>> START

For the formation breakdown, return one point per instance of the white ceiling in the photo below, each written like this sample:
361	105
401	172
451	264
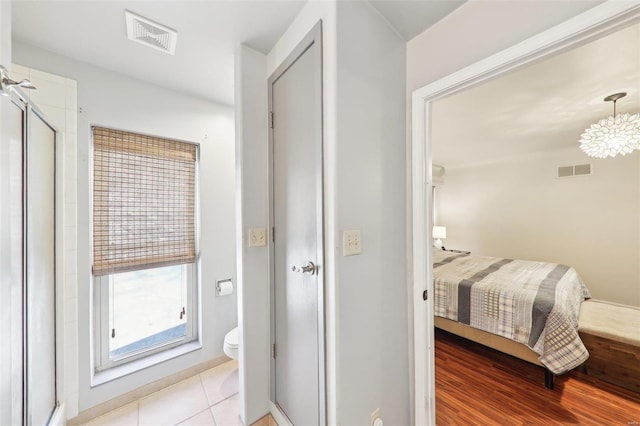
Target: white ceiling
209	31
545	106
412	17
208	34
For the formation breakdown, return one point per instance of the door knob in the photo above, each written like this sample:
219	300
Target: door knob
309	268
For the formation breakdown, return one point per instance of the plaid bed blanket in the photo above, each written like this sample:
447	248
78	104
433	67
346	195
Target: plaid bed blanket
533	303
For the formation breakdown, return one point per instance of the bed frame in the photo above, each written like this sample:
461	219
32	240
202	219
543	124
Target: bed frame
496	342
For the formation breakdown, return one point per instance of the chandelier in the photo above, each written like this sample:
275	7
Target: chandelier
616	134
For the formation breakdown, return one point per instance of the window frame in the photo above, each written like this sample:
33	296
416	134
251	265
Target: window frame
103	329
99	289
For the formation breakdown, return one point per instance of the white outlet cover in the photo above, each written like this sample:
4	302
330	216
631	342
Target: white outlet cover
351	242
257	237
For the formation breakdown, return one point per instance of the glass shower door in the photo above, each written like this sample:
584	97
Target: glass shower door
40	271
12	127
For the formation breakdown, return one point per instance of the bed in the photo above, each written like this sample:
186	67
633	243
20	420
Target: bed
524	308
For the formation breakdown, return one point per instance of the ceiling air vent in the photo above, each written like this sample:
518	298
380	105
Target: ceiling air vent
150	33
575	170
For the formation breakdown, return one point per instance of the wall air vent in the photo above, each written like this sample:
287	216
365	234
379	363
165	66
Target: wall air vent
575	170
149	33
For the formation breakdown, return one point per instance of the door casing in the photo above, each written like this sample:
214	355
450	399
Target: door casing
313	37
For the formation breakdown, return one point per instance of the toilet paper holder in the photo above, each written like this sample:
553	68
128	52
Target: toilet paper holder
224	287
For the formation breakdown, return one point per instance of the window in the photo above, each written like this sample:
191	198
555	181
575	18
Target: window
144	245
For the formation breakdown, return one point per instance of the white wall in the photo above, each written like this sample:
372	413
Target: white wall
371	289
364	169
111	99
478	29
252	208
519	209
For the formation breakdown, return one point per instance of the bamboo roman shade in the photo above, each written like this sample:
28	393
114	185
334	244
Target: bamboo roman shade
143	201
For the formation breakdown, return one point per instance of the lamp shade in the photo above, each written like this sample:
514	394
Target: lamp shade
439	232
618	134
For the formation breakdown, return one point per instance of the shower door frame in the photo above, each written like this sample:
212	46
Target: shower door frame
29	112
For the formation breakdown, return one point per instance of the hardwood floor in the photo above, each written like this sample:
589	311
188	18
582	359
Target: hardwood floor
476	385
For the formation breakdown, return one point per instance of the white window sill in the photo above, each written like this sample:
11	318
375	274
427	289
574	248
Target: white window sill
113	373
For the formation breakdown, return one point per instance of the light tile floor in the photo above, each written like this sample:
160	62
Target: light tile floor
206	399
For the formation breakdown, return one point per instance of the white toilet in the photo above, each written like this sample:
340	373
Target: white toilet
231	344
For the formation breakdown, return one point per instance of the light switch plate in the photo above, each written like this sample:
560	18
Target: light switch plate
351	242
257	237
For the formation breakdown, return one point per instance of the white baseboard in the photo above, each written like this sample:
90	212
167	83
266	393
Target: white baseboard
278	415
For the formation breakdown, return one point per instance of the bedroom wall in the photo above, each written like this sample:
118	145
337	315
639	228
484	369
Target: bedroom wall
518	208
111	99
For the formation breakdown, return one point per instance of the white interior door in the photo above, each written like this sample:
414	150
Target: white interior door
296	105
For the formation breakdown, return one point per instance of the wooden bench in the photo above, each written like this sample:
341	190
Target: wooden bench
611	334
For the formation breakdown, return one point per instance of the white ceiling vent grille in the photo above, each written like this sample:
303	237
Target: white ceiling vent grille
150	33
575	170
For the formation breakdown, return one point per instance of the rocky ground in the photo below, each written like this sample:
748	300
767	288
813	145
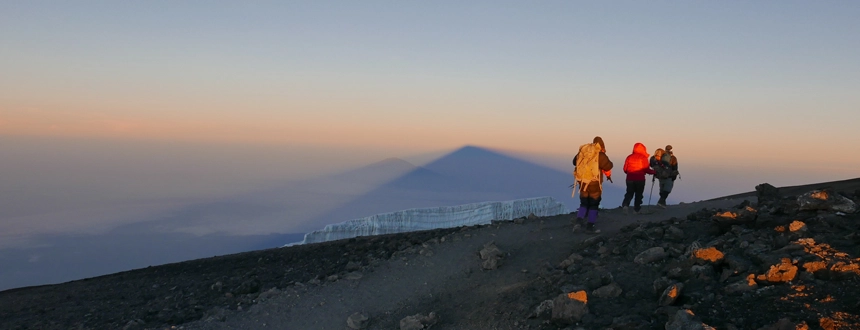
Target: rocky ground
760	261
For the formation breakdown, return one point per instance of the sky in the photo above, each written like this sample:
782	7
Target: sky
128	105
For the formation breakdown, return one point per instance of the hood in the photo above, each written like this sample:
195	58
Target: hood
639	148
599	140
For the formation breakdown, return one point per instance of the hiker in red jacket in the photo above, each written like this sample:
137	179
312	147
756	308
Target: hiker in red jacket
636	166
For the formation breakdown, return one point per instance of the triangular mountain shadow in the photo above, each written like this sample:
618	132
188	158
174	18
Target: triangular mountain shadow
468	175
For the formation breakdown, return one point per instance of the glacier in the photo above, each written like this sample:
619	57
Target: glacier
436	217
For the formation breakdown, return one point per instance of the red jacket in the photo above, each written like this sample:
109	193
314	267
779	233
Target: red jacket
636	165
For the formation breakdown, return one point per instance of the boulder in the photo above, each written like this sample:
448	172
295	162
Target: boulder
825	200
780	273
685	320
650	255
611	290
785	324
742	286
725	220
569	308
357	321
671	294
630	322
708	255
418	321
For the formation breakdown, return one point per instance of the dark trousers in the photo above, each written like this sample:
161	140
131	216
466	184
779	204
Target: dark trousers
663	196
590	197
637	189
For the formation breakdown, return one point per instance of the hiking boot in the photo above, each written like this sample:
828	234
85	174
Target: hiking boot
591	229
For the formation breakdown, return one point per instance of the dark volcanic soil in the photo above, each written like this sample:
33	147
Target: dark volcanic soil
387	278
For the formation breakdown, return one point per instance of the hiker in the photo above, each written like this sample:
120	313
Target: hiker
590	166
666	166
636	166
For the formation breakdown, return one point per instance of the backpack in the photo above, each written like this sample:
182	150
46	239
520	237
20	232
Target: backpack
587	170
662	169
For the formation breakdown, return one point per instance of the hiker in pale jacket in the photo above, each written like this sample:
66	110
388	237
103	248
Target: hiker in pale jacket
590	195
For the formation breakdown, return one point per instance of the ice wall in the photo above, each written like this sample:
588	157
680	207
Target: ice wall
436	217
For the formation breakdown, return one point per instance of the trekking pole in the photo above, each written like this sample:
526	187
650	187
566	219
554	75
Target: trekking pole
652	190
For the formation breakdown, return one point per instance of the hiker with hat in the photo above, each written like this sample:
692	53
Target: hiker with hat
636	166
590	166
666	166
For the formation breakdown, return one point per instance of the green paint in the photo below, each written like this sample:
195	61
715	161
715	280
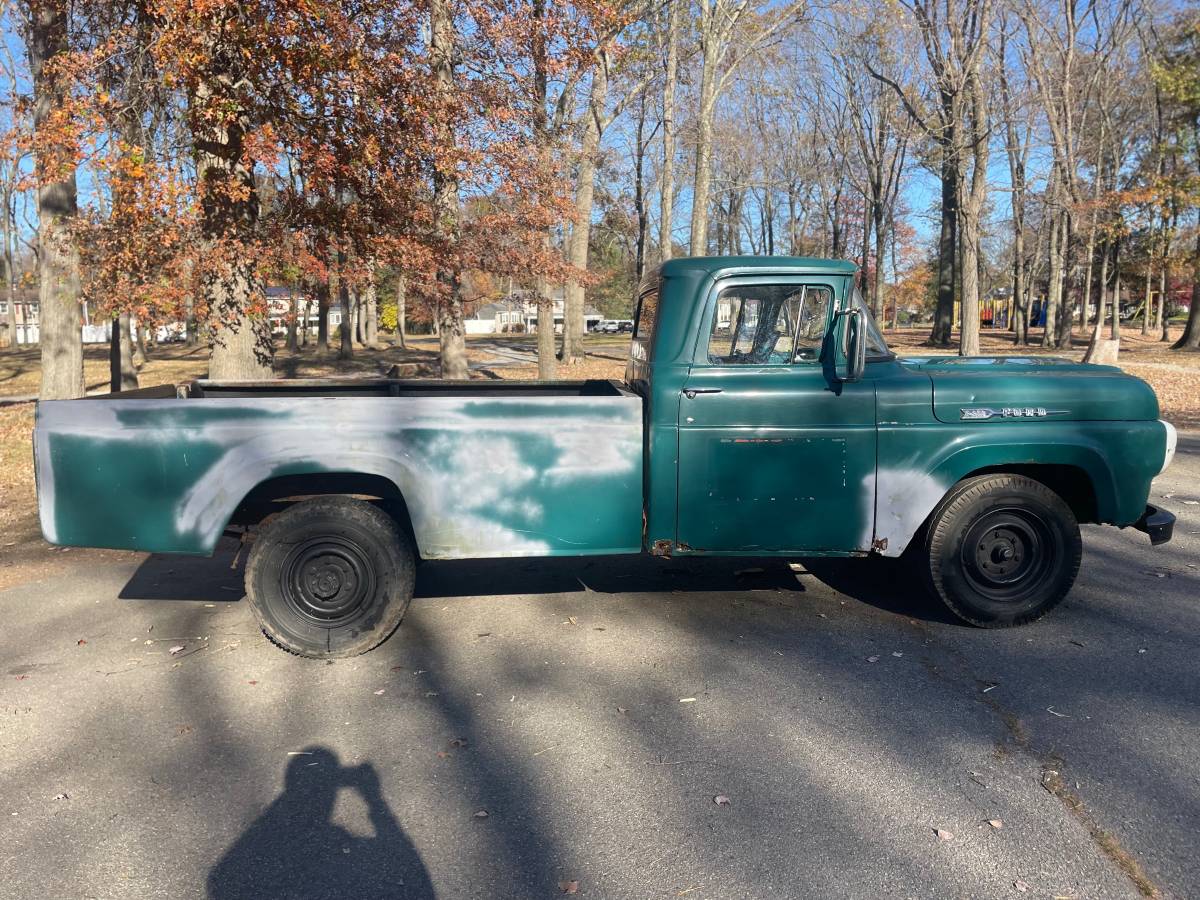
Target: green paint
723	459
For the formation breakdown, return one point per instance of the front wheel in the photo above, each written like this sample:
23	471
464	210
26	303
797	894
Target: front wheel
1002	550
330	577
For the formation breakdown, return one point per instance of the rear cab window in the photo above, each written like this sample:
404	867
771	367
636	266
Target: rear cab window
769	324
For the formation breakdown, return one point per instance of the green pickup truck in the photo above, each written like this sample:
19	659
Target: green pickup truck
762	414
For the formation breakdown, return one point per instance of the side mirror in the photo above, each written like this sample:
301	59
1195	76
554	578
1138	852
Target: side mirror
850	348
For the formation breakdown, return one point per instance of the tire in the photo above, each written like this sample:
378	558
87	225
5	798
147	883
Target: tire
330	577
1002	550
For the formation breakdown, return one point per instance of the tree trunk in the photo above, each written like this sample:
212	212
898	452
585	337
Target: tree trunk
243	348
357	300
293	316
346	299
969	337
10	277
121	373
547	364
1163	312
947	243
1068	298
453	342
323	297
371	313
1115	334
1054	287
881	235
581	229
58	277
1147	300
640	207
1102	300
1191	337
1020	310
401	313
666	246
703	177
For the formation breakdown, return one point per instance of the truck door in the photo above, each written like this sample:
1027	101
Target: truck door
774	454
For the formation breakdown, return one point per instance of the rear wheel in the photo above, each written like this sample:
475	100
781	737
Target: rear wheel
1002	550
330	577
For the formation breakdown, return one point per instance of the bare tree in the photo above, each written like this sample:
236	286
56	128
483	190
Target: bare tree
718	23
58	276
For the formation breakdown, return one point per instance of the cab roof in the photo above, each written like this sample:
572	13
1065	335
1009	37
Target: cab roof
712	265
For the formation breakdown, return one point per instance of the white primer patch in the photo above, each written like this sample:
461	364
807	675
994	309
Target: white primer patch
904	498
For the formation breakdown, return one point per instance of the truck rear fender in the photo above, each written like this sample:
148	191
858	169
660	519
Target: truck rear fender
275	495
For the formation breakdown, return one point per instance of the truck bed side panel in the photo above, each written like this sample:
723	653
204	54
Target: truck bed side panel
481	477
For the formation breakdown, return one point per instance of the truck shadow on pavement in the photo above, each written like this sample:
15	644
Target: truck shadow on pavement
887	585
294	849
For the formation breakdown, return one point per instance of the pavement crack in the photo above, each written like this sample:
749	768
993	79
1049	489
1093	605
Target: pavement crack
1051	765
1054	783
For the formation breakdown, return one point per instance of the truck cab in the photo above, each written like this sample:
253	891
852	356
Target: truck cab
762	414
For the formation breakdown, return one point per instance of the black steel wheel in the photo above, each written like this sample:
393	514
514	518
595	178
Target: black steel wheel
1002	550
330	577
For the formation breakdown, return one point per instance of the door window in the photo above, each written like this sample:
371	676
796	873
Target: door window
769	324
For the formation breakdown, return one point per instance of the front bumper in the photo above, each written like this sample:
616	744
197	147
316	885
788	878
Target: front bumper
1158	523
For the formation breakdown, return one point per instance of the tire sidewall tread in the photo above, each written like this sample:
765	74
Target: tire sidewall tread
955	514
385	546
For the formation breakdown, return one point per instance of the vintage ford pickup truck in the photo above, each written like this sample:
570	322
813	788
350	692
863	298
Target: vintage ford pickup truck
762	414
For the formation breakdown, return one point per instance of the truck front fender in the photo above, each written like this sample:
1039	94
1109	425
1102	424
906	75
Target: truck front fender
919	465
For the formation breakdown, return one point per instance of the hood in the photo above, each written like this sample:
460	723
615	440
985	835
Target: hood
1032	389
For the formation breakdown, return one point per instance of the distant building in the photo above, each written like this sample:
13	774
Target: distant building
279	310
28	315
517	313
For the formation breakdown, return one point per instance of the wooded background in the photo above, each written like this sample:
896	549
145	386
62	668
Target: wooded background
169	159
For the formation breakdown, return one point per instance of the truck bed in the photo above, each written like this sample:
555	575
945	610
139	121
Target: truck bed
484	468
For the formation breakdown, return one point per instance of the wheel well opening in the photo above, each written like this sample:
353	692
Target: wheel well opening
277	493
1071	483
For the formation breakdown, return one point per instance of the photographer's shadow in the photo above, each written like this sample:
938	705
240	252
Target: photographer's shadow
294	850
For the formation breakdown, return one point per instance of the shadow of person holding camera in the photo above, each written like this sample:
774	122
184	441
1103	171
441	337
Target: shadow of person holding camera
293	849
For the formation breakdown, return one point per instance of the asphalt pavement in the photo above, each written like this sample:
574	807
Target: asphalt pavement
619	727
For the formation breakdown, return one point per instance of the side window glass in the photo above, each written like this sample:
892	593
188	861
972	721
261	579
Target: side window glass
647	311
768	325
814	316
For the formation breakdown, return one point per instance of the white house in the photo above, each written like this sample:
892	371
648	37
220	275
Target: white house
517	313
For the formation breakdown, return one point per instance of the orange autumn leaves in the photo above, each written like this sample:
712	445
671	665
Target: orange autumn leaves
336	115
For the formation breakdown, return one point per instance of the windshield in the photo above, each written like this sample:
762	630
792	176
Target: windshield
876	347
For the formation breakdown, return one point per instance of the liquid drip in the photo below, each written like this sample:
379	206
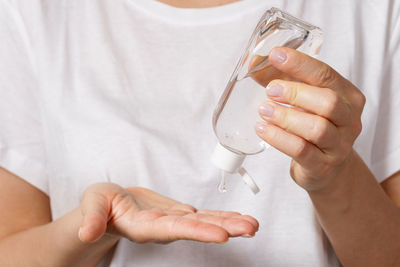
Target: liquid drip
222	182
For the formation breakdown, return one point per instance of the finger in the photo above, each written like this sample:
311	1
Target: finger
321	101
234	226
231	214
149	226
312	128
305	153
147	199
306	68
95	209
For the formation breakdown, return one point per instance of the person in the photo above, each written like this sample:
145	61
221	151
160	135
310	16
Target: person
105	103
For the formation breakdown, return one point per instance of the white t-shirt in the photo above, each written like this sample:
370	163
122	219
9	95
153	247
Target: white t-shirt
124	90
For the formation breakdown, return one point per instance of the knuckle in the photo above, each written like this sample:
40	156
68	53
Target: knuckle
326	75
320	130
331	103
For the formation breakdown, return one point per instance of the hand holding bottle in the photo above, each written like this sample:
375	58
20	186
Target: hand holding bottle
143	216
319	130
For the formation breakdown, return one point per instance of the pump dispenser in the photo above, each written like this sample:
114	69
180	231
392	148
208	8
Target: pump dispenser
237	111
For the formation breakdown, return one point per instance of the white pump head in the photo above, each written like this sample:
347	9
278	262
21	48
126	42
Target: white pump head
231	162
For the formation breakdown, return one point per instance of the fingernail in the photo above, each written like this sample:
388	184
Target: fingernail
278	56
275	90
260	127
266	110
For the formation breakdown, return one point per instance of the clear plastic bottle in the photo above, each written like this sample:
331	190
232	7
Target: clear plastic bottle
237	111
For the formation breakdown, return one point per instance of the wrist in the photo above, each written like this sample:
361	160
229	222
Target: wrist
341	182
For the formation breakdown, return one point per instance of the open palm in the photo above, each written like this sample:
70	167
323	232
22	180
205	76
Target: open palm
142	215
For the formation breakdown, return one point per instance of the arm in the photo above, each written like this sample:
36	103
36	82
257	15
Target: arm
26	229
360	220
107	212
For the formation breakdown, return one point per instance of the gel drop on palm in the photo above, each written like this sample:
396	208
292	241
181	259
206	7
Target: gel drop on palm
237	111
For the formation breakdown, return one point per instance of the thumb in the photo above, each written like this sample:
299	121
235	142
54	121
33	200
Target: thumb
95	209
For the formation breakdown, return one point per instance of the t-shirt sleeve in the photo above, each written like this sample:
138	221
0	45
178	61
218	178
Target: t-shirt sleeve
21	139
386	146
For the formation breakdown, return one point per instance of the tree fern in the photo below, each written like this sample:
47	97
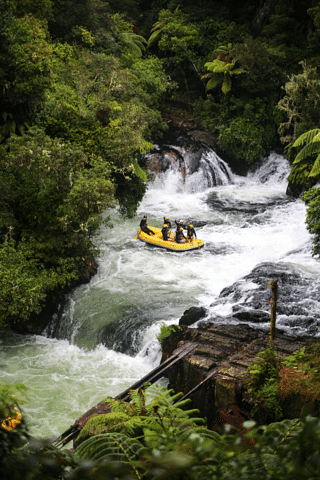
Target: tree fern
135	43
115	446
306	137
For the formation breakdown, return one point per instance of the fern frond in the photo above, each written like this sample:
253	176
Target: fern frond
103	423
226	85
134	42
202	432
316	168
308	150
306	137
214	82
116	445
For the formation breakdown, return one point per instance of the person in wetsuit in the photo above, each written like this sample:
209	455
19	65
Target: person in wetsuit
191	232
165	231
147	230
166	220
179	232
143	222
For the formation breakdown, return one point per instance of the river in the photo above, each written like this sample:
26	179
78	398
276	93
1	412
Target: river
106	339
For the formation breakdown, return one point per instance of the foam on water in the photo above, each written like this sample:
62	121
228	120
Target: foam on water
243	221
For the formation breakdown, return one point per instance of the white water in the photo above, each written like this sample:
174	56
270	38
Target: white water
243	223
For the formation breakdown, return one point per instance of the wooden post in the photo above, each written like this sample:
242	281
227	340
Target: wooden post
273	302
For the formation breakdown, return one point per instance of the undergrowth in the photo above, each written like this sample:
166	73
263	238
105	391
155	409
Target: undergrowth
282	388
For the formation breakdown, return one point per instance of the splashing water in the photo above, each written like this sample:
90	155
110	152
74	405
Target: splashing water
105	339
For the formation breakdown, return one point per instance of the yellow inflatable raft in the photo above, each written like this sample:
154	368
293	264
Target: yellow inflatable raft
169	244
12	422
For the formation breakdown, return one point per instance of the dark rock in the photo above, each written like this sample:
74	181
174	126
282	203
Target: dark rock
294	190
51	310
192	315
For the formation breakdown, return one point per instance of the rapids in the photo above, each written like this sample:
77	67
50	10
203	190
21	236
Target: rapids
105	336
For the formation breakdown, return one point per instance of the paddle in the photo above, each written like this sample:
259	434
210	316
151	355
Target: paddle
136	237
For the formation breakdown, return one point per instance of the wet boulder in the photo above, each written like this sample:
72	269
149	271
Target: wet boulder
192	315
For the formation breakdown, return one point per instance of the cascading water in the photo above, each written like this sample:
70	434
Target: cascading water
105	338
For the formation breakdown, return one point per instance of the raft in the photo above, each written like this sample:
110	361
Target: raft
157	241
12	422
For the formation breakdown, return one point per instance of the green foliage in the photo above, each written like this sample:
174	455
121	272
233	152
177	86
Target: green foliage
49	208
300	103
262	383
165	331
244	140
163	414
295	359
222	69
311	148
114	446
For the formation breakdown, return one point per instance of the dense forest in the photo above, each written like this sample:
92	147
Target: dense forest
84	86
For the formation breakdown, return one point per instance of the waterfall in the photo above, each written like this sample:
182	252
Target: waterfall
105	338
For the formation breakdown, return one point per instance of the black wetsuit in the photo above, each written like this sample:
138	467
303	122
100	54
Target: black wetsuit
147	230
191	232
164	232
167	222
179	234
143	223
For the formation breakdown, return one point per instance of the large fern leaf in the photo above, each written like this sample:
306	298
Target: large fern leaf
135	43
316	168
306	137
309	150
117	446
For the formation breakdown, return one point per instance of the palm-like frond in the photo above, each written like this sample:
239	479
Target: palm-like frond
135	43
306	137
309	150
316	168
115	446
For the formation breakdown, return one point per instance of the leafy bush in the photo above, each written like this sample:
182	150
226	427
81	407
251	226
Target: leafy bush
245	140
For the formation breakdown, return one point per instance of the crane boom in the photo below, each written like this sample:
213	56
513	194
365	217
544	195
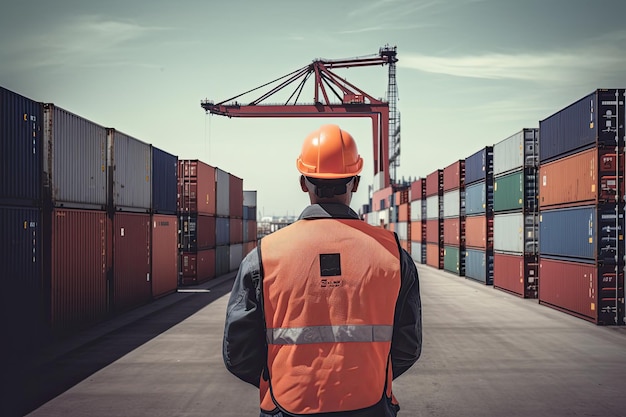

>> END

Which lines of the records contain the string "forest", counting case? List each of those lines in full.

For the formation breakdown, return one point per instance of the dense forest in the photo above, each written like this sample:
Target: dense forest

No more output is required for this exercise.